§ Set exercise
Reproduce verbatim the section of the homesteading passage that starts at the words "None of us know" and ends after "set of skills.".

The funny thing is that the people talking with me about the attitudes they’d experienced when asking a how-to question aren’t new to homesteading at all. We’re not talking about people who have suddenly decided that homesteading is something they want to check out. We’re talking about people who have been doing this awhile, some of them with way more awesome setups than I have, and they pop in to a group to ask a question and get told basically, “I can’t believe you don’t already know this” or “I can’t believe you’re not already doing this, you’re so behind.”

One listener asked if I had any tips on how to back up a trailer because she’d basically been ousted from a conversation, because “someone who had lived on a farm as long as she had should be able to back up a trailer.”

Another friend asked me if he just sucked at prepping because he doesn’t have as much stuff as others, and when he went into a group to talk to people about what he was doing, someone actually said, “you call that prepping?”

Similarly, another friend was in a livestream and asked a question about relocating to a different state and was told “(you) don’t have enough motivation if (you’re) not prepared to have (your) family live in a tent in the middle of nowhere.”

Y’all. This is what I think when I hear folks get really really sure of themselves and vocal about survival skills, etc.:

1 ) A lot of people talk really big about being able to have their family dropped in the middle of nowhere and they’d be able to survive. My thought? I’d like to see it. Because the louder people talk about it, the more I think they’re full of it. Most of the people I know who I’m pretty confident could handle a SHTF situation are not people who feel the need to talk about it or judge others about what they’re doing. They actually answer questions and help people build their skills.

2 ) Any survival or self-defense skills I have and any prepping I’ve done is a big vat of stuff and skills that I don’t want to have to access. And I’ve got to tell you, every time things look like they might be headed south, there’s always a few people who seem to get a little too excited that things are headed south and that they might be able to dig into that vat of stuff. It’s one thing to feel validated that you’ve got skills and you’ve prepared. It’s another thing to get some weird sort of gratification from the fact the world is falling apart.

None of us know everything. None of us have done everything.

I just started saving seeds. Now, I’ve lived at our farm for ten years. And I’ve had a garden at every house I’ve ever lived at as an adult. But I’ve never saved seeds until this year.

I know. Gasp. I actually assumed it was way more complicated than it was. I’d just never really looked into it before. But this was the year that I finally said this is the thing I’m gonna add to my set of skills.

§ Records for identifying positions
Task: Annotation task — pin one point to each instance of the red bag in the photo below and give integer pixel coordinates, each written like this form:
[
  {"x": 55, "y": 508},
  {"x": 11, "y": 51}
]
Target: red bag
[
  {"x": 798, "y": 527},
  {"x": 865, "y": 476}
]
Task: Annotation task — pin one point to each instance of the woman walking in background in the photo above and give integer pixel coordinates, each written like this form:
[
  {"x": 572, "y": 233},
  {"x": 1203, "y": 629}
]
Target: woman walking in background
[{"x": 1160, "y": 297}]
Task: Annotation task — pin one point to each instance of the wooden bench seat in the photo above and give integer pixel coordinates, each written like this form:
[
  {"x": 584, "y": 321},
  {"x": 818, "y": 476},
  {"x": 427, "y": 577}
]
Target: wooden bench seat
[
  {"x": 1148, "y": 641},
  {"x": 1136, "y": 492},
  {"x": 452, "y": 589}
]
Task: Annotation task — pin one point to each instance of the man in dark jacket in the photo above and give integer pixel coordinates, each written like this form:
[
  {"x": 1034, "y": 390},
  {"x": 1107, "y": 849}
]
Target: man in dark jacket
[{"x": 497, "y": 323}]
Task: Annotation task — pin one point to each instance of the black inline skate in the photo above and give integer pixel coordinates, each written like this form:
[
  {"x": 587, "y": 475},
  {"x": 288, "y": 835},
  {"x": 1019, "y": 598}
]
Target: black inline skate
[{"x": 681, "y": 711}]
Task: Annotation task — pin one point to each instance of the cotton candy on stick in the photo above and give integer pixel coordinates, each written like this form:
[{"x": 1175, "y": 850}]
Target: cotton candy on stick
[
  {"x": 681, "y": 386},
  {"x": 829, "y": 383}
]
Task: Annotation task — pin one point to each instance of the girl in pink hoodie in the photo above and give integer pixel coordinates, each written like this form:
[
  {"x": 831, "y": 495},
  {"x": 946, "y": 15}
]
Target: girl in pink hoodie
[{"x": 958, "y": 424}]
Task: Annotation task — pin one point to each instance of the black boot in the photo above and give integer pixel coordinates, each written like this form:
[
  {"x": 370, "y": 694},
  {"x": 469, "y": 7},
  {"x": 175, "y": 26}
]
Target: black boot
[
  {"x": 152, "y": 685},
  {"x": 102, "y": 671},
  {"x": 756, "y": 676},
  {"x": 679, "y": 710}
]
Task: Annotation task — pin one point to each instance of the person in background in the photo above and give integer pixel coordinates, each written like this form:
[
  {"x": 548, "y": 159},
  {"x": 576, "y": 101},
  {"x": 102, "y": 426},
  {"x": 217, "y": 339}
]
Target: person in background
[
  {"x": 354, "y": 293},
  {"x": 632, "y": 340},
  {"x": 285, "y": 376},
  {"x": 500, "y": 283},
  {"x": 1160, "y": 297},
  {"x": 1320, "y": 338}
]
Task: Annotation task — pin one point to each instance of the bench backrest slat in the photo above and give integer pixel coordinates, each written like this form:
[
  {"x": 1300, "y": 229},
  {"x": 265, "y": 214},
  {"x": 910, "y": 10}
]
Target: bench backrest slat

§ Response
None of us know everything. None of us have done everything.

I just started saving seeds. Now, I’ve lived at our farm for ten years. And I’ve had a garden at every house I’ve ever lived at as an adult. But I’ve never saved seeds until this year.

I know. Gasp. I actually assumed it was way more complicated than it was. I’d just never really looked into it before. But this was the year that I finally said this is the thing I’m gonna add to my set of skills.